SET PROBLEM:
Turn every line of the items below into a Markdown table with the columns Row and Line, numbering each row and skipping blank lines. Leave the pictures out.

◆ ◆ ◆ ◆ ◆

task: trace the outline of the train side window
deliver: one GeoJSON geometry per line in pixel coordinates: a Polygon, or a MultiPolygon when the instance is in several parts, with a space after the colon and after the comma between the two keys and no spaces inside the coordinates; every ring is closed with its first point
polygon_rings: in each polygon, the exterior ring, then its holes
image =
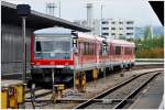
{"type": "Polygon", "coordinates": [[[116,55],[120,55],[121,54],[121,47],[120,46],[116,46],[116,55]]]}
{"type": "Polygon", "coordinates": [[[36,41],[35,48],[36,48],[36,52],[41,52],[42,51],[40,41],[36,41]]]}

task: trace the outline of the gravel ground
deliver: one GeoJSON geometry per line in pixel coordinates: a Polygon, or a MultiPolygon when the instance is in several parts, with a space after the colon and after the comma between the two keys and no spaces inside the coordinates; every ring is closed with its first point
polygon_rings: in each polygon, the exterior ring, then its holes
{"type": "MultiPolygon", "coordinates": [[[[100,94],[101,91],[113,87],[114,85],[131,78],[133,75],[135,74],[142,74],[144,72],[153,72],[153,70],[160,70],[163,68],[154,68],[154,69],[143,69],[143,70],[132,70],[132,72],[125,72],[123,77],[120,77],[120,73],[119,74],[111,74],[109,76],[107,76],[106,78],[100,78],[96,81],[96,87],[94,81],[90,81],[87,84],[87,88],[86,88],[86,92],[78,92],[76,90],[74,90],[73,88],[66,89],[64,91],[64,96],[67,96],[66,98],[79,98],[79,99],[86,99],[86,98],[91,98],[98,94],[100,94]]],[[[40,98],[40,99],[50,99],[52,95],[48,95],[46,97],[40,98]]],[[[43,103],[37,103],[41,105],[41,107],[36,107],[38,109],[72,109],[75,106],[77,106],[78,103],[50,103],[47,106],[42,106],[43,103]]],[[[26,109],[31,109],[32,105],[31,103],[25,103],[26,105],[26,109]]],[[[101,106],[101,105],[100,105],[101,106]]]]}
{"type": "MultiPolygon", "coordinates": [[[[134,89],[136,89],[139,86],[141,86],[143,82],[145,82],[146,79],[148,79],[153,74],[148,74],[145,76],[141,76],[136,78],[135,80],[131,81],[131,84],[128,84],[120,89],[116,90],[114,92],[106,96],[103,99],[123,99],[125,98],[129,94],[131,94],[134,89]]],[[[86,109],[111,109],[116,105],[98,105],[98,103],[92,103],[86,109]]]]}

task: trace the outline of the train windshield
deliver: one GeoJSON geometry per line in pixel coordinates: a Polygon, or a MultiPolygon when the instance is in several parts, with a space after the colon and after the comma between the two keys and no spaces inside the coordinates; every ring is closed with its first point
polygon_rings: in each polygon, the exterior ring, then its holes
{"type": "Polygon", "coordinates": [[[36,40],[35,58],[48,59],[69,59],[70,41],[69,40],[36,40]]]}

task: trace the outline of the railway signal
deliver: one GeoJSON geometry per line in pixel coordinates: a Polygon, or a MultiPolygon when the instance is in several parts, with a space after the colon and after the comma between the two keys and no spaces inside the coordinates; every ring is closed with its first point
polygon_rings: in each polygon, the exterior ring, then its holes
{"type": "Polygon", "coordinates": [[[26,77],[26,40],[25,40],[25,19],[31,13],[31,7],[29,4],[18,4],[18,14],[22,18],[22,36],[23,36],[23,74],[22,80],[25,84],[26,77]]]}

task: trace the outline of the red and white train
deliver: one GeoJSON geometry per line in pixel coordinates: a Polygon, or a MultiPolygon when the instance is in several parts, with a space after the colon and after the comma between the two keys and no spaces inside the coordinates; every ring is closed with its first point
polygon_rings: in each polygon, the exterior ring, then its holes
{"type": "Polygon", "coordinates": [[[111,40],[97,35],[56,28],[50,32],[35,32],[31,37],[31,74],[38,82],[51,82],[52,72],[56,82],[68,82],[75,73],[94,69],[111,70],[131,68],[134,65],[135,44],[124,40],[111,40]]]}

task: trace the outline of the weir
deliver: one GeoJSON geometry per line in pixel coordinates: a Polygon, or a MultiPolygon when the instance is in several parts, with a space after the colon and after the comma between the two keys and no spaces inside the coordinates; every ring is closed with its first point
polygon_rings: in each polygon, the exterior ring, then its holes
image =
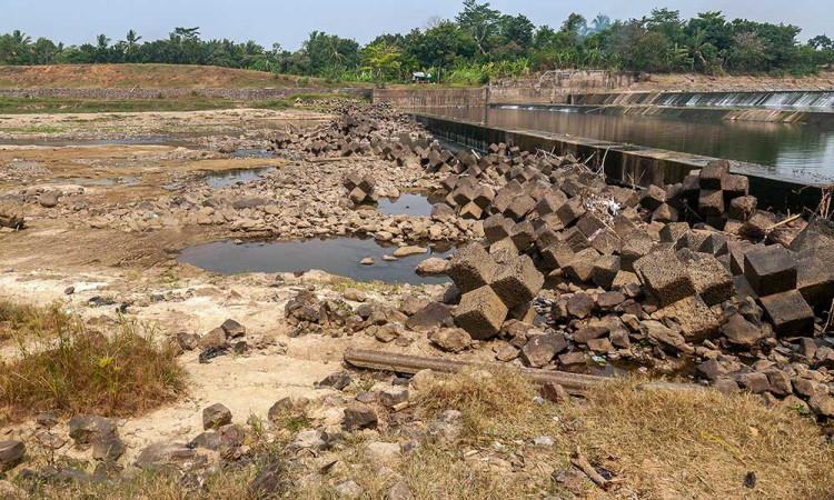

◆ ◆ ◆ ◆ ◆

COMPLETE RESPONSE:
| Row | Line |
|---|---|
| 1 | task: trace the outline of the train side window |
| 2 | deliver: one GeoJSON geometry per line in pixel coordinates: a Polygon, or a MultiPolygon when the instance is in several parts, with a space after the colon and after the comma between the two keys and no spaces inside the coordinates; every ring is closed with its first point |
| 3 | polygon_rings: in each polygon, the exterior ring, then its holes |
| 4 | image = |
| 5 | {"type": "Polygon", "coordinates": [[[116,55],[120,55],[121,54],[121,47],[120,46],[116,46],[116,55]]]} |
| 6 | {"type": "Polygon", "coordinates": [[[36,41],[35,48],[36,48],[36,52],[41,52],[42,51],[40,41],[36,41]]]} |
| 7 | task: trace the outline of the gravel ground |
| 8 | deliver: one GeoJSON geometry per line in pixel coordinates: a Polygon, or a MultiPolygon when the instance is in several parts, with a space after the colon and after the comma between the two keys and no spaces inside the coordinates; every ring is closed with its first point |
| 9 | polygon_rings: in each polygon, the exterior ring, then its holes |
| 10 | {"type": "MultiPolygon", "coordinates": [[[[100,94],[101,91],[113,87],[114,85],[131,78],[133,75],[135,74],[142,74],[144,72],[153,72],[153,70],[160,70],[163,68],[154,68],[154,69],[143,69],[143,70],[132,70],[132,72],[125,72],[123,77],[120,77],[120,73],[119,74],[111,74],[109,76],[107,76],[106,78],[100,78],[96,81],[96,87],[94,81],[90,81],[87,84],[87,88],[86,88],[86,92],[78,92],[76,90],[74,90],[73,88],[66,89],[64,91],[64,96],[67,96],[66,98],[79,98],[79,99],[86,99],[86,98],[91,98],[98,94],[100,94]]],[[[40,98],[40,99],[50,99],[52,95],[48,95],[46,97],[40,98]]],[[[43,103],[37,103],[41,105],[41,107],[36,107],[38,109],[72,109],[75,106],[77,106],[78,103],[50,103],[47,106],[42,106],[43,103]]],[[[26,109],[31,109],[32,105],[31,103],[25,103],[26,105],[26,109]]],[[[101,106],[101,105],[100,105],[101,106]]]]} |
| 11 | {"type": "MultiPolygon", "coordinates": [[[[134,89],[136,89],[139,86],[141,86],[143,82],[145,82],[146,79],[148,79],[153,74],[148,74],[145,76],[141,76],[136,78],[135,80],[131,81],[131,84],[128,84],[120,89],[116,90],[114,92],[106,96],[103,99],[123,99],[125,98],[129,94],[131,94],[134,89]]],[[[86,109],[111,109],[116,105],[98,105],[98,103],[92,103],[86,109]]]]} |
| 12 | task: trace the outline of the train windshield |
| 13 | deliver: one GeoJSON geometry per line in pixel coordinates: a Polygon, or a MultiPolygon when the instance is in several parts, with a space after the colon and after the comma between the two keys and no spaces inside the coordinates; every ring is closed with its first point |
| 14 | polygon_rings: in each polygon, the exterior ring, then its holes |
| 15 | {"type": "Polygon", "coordinates": [[[36,40],[35,58],[48,59],[69,59],[70,41],[69,40],[36,40]]]} |
| 16 | task: trace the outline of the railway signal |
| 17 | deliver: one GeoJSON geometry per line in pixel coordinates: a Polygon, or a MultiPolygon when the instance is in several parts, with a space after the colon and after the comma between the two keys and no spaces inside the coordinates; every ring is closed with its first point |
| 18 | polygon_rings: in each polygon, the exterior ring, then its holes |
| 19 | {"type": "Polygon", "coordinates": [[[26,77],[26,40],[25,40],[25,19],[31,13],[31,7],[29,4],[18,4],[18,14],[22,18],[22,36],[23,36],[23,74],[22,80],[25,84],[26,77]]]} |
| 20 | task: trace the outline of the red and white train |
| 21 | deliver: one GeoJSON geometry per line in pixel coordinates: a Polygon, or a MultiPolygon when the instance is in several parts, with a space after the colon and after the comma between the two keys and no spaces inside the coordinates; every ring is closed with its first point |
| 22 | polygon_rings: in each polygon, the exterior ring, then its holes |
| 23 | {"type": "Polygon", "coordinates": [[[111,40],[97,35],[56,28],[50,32],[35,32],[31,37],[31,74],[38,82],[51,82],[52,72],[56,82],[68,82],[75,73],[94,69],[111,70],[131,68],[134,65],[135,44],[124,40],[111,40]]]} |
| 24 | task: trace the outline of the weir |
| 25 | deliver: one GeoJSON geometry per line in pixel coordinates: a Polygon, or a MultiPolygon when the instance is in several parts, with a space after the colon and after the comma between the two keys and no spaces inside the coordinates; every ring is closed with its first point |
| 26 | polygon_rings: in each polygon, the exterior ring, then its holes |
| 27 | image = |